▶ _Problem to work on_
Take the line containing "[spot] the stool" and all lines after it to the end of the records, and output them exactly.
----
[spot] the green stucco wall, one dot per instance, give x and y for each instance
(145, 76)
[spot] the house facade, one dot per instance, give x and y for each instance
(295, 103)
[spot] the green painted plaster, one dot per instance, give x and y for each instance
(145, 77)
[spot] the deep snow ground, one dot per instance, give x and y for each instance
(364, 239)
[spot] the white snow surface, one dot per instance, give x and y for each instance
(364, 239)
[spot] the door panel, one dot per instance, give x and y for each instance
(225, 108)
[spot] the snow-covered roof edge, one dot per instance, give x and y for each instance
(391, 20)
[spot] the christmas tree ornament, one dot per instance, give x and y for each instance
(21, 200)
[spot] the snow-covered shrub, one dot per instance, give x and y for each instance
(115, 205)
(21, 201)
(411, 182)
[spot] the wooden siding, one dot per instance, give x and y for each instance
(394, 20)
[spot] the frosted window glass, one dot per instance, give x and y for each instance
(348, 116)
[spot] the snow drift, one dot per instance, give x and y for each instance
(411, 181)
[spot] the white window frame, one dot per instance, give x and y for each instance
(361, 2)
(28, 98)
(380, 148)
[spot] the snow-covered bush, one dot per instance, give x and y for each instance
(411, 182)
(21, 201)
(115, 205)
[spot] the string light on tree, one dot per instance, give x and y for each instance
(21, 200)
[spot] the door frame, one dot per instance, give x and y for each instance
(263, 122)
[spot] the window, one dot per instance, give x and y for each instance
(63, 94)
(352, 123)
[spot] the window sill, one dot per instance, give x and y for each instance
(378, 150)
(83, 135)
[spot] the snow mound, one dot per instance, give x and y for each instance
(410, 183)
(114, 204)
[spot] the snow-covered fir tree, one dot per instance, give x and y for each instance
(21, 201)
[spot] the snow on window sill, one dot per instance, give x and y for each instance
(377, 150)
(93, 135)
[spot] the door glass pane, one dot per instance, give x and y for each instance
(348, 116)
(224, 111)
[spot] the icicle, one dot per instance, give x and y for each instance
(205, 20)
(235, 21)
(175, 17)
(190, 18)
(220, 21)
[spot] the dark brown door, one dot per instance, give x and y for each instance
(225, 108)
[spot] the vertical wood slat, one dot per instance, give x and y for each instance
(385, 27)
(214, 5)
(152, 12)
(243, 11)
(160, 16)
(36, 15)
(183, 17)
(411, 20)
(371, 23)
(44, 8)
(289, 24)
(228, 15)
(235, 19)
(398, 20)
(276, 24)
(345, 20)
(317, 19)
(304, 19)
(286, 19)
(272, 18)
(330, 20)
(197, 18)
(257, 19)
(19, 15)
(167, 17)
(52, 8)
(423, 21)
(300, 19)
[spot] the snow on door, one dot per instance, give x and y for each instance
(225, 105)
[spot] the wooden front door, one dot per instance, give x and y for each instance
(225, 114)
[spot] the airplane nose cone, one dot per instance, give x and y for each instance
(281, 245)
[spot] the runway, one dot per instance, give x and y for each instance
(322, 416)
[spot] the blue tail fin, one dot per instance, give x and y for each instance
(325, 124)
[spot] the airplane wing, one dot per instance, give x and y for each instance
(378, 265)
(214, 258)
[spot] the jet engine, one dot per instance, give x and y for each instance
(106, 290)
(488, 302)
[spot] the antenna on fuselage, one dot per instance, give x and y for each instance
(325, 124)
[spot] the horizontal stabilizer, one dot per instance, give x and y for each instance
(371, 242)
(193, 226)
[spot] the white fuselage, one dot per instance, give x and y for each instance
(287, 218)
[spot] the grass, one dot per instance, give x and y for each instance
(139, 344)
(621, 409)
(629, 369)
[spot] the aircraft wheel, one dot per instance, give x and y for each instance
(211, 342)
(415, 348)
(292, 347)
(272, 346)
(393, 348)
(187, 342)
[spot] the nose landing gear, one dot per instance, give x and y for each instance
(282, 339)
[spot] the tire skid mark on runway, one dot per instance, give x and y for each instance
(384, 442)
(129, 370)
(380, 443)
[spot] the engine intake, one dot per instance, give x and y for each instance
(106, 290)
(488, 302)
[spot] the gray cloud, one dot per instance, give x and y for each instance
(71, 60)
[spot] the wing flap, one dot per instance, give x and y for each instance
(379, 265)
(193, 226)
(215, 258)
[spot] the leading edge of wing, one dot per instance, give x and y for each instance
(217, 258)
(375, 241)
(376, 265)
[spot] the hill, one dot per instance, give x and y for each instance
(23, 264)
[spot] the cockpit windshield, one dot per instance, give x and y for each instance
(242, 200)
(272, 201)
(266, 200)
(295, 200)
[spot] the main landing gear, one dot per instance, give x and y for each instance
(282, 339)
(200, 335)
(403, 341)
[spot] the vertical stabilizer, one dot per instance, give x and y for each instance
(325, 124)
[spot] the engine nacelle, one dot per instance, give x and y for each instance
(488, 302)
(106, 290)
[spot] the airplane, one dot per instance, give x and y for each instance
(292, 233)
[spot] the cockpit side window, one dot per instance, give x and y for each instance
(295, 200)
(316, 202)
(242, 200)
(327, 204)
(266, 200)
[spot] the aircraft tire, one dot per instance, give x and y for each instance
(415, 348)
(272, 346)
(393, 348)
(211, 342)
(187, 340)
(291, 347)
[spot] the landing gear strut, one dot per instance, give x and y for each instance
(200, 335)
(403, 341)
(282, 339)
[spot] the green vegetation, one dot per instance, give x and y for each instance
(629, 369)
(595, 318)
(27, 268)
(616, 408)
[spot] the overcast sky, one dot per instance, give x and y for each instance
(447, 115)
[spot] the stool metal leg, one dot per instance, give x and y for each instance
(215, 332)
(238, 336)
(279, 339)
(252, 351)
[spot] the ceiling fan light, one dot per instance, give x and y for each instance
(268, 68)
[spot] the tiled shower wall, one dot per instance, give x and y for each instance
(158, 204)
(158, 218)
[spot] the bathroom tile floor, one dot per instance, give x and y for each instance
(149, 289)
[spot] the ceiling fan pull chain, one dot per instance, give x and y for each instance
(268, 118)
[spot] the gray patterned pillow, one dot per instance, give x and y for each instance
----
▶ _Answer in full_
[spot] the stool metal leg, one dot per instance, give x and y for each instance
(215, 332)
(238, 336)
(279, 339)
(252, 351)
[spot] the ceiling fan light, one dot per instance, give x and y for each instance
(268, 68)
[spot] the tiled shower wall, one dot per instance, give x and y for each instance
(158, 204)
(158, 218)
[spot] the bathroom tile floor, one dot per instance, give x and y for each instance
(149, 289)
[spot] the ceiling fan pull chain, one dot per instance, give x and y for each instance
(268, 118)
[spot] the gray patterned pillow, one dot per instance, give x and y for each instance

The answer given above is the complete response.